Exercise instructions.
In the records below, one line contains "Target: person wearing headscarf". Print that line and every line after it exactly, down to the final one.

(Collected data entries)
-------------------------

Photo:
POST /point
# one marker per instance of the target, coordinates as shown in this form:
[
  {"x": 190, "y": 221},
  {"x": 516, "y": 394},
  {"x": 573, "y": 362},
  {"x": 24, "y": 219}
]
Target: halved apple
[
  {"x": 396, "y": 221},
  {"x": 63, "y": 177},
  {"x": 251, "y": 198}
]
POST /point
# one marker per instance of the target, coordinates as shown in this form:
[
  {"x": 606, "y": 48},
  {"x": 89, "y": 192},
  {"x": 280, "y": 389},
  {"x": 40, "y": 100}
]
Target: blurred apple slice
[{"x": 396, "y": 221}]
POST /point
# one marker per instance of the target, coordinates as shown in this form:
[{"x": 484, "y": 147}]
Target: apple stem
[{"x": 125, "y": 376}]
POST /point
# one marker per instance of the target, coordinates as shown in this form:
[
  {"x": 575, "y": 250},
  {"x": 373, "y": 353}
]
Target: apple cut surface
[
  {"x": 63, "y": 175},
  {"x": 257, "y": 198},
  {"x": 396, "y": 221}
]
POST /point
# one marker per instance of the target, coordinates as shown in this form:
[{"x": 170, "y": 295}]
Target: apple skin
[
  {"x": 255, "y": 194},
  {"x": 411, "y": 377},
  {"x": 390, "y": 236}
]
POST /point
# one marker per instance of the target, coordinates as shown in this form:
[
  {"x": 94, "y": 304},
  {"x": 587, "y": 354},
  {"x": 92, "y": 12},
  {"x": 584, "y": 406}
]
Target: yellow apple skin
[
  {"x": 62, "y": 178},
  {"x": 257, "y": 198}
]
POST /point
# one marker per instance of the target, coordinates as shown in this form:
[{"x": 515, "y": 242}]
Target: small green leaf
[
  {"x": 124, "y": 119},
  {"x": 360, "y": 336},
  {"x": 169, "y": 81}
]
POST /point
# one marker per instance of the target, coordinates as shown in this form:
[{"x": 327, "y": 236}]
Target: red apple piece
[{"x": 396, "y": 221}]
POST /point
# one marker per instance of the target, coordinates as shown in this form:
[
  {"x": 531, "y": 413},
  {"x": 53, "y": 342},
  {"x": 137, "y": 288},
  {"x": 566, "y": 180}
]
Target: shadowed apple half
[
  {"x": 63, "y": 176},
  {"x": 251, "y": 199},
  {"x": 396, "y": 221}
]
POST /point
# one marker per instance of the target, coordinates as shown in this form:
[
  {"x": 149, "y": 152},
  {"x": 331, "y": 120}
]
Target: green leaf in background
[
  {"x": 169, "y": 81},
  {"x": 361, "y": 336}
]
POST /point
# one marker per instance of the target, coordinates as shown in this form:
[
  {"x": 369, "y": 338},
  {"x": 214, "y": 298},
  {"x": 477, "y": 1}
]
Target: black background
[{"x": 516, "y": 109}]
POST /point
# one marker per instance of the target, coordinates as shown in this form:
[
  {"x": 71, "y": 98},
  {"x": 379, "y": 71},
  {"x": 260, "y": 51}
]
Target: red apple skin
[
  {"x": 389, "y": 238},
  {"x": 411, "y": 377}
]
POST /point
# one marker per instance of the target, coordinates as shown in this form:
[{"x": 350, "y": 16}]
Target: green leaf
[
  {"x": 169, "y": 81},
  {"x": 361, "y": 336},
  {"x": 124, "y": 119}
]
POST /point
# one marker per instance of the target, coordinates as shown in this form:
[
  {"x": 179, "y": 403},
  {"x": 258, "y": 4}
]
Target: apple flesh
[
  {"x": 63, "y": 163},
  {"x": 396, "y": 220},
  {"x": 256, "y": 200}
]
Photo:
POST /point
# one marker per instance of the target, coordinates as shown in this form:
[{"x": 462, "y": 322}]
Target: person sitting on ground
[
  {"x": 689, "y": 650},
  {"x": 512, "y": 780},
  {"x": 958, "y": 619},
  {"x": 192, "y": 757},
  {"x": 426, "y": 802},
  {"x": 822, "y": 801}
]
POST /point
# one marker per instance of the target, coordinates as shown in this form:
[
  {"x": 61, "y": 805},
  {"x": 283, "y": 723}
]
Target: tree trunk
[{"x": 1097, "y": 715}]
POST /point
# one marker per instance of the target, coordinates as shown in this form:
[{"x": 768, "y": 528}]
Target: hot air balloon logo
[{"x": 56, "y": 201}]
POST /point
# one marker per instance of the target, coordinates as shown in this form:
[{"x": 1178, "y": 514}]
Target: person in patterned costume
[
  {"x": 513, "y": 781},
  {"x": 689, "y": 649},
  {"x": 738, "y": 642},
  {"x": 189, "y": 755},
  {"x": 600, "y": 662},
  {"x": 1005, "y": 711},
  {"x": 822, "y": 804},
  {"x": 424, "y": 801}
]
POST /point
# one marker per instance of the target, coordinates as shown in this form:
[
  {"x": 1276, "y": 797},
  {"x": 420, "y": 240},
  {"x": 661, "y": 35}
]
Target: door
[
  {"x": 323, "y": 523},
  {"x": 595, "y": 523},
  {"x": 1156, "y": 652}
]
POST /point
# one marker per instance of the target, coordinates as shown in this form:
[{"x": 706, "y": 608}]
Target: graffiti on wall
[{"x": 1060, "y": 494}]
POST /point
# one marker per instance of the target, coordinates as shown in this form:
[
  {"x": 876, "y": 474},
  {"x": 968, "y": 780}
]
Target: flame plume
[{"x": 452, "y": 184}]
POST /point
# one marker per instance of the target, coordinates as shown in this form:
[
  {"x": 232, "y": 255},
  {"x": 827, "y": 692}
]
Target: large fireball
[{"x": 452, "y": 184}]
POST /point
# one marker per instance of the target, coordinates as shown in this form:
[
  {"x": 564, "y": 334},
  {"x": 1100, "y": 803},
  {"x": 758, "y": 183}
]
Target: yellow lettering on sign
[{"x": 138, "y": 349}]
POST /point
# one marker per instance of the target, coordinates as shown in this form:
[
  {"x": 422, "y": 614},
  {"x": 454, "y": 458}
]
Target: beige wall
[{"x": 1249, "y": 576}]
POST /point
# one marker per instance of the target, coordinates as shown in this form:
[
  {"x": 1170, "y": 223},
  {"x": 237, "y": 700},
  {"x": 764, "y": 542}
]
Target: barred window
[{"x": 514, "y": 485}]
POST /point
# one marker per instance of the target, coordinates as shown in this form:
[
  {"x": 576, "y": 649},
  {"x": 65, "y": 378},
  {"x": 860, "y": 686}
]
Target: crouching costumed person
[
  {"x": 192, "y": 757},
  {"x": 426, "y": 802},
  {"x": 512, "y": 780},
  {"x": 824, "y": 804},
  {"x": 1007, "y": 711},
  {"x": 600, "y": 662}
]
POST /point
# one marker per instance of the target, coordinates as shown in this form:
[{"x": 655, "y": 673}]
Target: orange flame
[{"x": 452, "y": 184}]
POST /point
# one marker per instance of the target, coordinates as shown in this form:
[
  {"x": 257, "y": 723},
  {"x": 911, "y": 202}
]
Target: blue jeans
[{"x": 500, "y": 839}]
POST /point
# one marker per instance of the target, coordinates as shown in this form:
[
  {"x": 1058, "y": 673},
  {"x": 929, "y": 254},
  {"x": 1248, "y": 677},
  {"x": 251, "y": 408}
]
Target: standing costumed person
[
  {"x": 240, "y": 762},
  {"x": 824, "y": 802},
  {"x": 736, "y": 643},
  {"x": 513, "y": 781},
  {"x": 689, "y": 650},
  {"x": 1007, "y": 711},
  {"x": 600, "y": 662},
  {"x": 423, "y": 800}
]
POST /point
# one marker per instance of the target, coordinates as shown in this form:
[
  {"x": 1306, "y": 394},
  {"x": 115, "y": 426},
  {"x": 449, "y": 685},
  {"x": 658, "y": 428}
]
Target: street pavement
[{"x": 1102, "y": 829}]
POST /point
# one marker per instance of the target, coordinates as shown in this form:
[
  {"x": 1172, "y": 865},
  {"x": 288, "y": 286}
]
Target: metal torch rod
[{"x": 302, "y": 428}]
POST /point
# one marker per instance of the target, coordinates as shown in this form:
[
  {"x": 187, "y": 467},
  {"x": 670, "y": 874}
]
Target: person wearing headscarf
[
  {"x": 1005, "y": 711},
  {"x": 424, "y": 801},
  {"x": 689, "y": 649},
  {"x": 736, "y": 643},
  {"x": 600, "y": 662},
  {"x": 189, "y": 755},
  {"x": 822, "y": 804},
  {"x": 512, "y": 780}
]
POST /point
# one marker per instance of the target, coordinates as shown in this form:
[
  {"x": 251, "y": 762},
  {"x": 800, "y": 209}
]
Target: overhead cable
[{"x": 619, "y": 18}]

-------------------------

Answer to the exercise.
Target: person wearing headscarf
[
  {"x": 1005, "y": 711},
  {"x": 424, "y": 801},
  {"x": 689, "y": 649},
  {"x": 736, "y": 643},
  {"x": 600, "y": 662},
  {"x": 189, "y": 755},
  {"x": 822, "y": 804},
  {"x": 512, "y": 780}
]
POST /point
# one marker per instance of the target, coordinates as shown in this form:
[
  {"x": 251, "y": 762},
  {"x": 800, "y": 209}
]
Target: overhead cable
[{"x": 619, "y": 18}]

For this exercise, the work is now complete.